▶ STATED TASK
From the text on money in Zimbabwe, print everything from "Money in Zimbabwe" down to "for future purchases." word for word.

This is the reality of fiat currency. It is also why inflation is caused by excessive money printing

Money in Zimbabwe doesn't exist anymore, at least as a trusted means of exchange. Shopkeepers exchange handwritten pieces of paper that are essentially IOUs. You can use US dollars, but since there isn't enough change, they give these IOUs to customers as credits for future purchases. 

HARARE, Zimbabwe—On a recent afternoon, Rutendo Manyowa handed over a U.S. $5 bill to pay for her $3.50 order of chicken, fries and a soft drink at a popular fast-food joint in the Zimbabwean capital. But instead of a $1 bill and two quarters in change, the cashier handed Ms. Manyowa three slips of paper, bearing the restaurant’s name and the amount of money she could use to buy her next meal.

▶ DATASET
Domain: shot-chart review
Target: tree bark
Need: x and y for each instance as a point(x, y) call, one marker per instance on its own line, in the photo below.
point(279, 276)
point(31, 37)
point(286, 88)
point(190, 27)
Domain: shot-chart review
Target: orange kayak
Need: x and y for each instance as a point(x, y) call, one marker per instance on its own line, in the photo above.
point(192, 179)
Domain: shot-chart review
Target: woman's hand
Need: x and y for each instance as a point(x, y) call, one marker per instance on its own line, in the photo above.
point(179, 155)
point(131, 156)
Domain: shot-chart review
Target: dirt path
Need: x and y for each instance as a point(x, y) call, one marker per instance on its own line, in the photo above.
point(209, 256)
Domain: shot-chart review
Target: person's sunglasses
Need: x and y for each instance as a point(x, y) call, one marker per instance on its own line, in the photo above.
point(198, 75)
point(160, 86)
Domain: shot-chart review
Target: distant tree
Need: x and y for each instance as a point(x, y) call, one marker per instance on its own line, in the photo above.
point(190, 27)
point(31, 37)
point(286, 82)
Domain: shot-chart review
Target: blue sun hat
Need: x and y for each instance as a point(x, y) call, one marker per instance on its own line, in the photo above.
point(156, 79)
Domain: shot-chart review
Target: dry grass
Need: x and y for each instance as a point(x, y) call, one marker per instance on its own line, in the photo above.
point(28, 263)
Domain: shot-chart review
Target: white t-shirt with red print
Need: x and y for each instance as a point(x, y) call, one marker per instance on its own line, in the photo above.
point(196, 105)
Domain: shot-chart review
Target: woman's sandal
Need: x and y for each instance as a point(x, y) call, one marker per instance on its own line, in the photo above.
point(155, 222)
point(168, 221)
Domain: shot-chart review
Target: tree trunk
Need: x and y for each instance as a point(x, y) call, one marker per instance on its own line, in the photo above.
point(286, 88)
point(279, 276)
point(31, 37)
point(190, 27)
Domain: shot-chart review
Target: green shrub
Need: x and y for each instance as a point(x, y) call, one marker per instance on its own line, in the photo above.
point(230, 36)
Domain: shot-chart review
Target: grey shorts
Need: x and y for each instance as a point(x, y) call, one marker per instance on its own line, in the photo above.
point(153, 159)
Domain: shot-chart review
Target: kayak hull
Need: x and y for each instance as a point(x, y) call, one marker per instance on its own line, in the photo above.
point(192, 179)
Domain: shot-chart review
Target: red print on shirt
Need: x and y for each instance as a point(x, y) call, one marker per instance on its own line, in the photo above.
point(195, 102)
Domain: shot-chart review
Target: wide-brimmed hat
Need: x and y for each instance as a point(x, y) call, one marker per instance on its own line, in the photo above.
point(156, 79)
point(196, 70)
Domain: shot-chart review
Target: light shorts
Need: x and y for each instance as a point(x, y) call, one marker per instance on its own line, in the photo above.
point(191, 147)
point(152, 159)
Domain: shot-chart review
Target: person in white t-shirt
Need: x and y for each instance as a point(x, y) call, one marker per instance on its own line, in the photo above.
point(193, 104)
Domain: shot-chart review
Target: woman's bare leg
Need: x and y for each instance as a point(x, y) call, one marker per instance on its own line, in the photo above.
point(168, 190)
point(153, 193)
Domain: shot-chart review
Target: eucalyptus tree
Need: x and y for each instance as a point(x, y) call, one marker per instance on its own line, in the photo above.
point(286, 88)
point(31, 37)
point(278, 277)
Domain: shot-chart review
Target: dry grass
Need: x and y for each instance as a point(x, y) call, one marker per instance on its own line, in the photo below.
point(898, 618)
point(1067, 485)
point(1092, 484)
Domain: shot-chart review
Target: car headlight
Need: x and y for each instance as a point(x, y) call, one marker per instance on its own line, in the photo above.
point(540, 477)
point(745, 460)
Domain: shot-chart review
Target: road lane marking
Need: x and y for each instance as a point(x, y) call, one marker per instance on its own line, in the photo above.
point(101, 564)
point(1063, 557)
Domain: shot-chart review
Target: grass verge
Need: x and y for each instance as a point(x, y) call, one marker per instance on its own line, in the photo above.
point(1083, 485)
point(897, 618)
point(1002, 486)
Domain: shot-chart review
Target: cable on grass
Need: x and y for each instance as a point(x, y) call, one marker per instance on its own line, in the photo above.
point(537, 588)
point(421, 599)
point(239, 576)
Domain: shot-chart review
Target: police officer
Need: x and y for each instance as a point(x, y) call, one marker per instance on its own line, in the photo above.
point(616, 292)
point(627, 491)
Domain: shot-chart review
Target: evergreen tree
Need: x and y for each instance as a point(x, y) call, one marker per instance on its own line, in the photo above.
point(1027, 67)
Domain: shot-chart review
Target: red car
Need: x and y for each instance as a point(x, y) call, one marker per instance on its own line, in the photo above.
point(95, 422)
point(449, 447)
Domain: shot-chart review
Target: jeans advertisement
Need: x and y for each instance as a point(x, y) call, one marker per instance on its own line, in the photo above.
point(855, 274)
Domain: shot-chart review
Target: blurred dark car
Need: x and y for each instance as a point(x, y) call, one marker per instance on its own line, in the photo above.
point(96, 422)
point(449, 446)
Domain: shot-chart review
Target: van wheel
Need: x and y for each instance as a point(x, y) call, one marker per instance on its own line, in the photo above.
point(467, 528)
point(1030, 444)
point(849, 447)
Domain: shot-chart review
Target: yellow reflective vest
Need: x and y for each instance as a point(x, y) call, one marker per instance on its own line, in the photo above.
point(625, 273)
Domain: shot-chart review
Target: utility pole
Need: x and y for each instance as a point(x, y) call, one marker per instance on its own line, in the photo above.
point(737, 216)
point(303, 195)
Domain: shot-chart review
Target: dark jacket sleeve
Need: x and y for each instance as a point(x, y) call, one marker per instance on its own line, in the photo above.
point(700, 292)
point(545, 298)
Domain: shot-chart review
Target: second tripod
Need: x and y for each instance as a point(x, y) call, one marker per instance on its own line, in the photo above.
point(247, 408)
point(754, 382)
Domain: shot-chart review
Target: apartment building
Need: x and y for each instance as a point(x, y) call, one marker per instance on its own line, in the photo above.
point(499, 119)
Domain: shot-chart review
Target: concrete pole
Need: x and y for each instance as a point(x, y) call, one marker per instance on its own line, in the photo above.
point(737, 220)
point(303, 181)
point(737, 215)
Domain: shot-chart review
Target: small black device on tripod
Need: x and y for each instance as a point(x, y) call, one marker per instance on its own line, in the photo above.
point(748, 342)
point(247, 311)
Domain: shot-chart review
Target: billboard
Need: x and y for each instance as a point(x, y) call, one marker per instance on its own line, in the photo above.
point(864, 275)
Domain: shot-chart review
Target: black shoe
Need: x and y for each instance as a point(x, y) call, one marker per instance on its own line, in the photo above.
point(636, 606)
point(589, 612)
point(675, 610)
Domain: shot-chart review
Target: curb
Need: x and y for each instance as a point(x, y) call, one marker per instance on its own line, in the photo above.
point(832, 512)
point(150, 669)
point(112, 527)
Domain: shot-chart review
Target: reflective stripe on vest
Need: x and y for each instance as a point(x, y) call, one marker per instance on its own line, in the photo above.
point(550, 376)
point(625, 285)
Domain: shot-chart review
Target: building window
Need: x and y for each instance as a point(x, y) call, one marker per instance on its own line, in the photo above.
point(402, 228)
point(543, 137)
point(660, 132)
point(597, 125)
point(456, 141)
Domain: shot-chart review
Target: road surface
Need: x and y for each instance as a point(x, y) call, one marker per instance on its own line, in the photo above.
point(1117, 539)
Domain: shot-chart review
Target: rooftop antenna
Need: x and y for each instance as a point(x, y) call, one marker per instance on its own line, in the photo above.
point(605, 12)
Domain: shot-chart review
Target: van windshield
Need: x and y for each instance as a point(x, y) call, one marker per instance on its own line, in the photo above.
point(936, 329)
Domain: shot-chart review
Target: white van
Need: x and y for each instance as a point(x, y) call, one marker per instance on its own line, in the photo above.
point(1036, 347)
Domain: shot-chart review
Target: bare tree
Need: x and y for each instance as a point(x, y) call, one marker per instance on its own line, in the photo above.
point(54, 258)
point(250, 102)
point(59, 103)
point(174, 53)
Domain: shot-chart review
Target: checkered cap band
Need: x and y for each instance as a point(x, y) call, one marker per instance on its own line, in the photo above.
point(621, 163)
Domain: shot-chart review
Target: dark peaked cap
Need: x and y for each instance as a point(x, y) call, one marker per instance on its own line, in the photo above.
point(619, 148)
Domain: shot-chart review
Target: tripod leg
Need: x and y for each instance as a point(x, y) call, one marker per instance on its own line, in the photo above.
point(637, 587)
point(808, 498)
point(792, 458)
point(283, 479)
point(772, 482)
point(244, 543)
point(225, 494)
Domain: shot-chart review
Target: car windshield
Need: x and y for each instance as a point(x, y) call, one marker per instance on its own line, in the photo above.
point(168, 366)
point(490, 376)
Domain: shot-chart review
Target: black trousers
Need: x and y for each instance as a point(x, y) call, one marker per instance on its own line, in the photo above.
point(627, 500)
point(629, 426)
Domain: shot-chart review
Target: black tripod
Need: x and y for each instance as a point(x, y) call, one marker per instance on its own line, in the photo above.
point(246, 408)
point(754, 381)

▶ COMPLETE RESPONSE
Money in Zimbabwe doesn't exist anymore, at least as a trusted means of exchange. Shopkeepers exchange handwritten pieces of paper that are essentially IOUs. You can use US dollars, but since there isn't enough change, they give these IOUs to customers as credits for future purchases.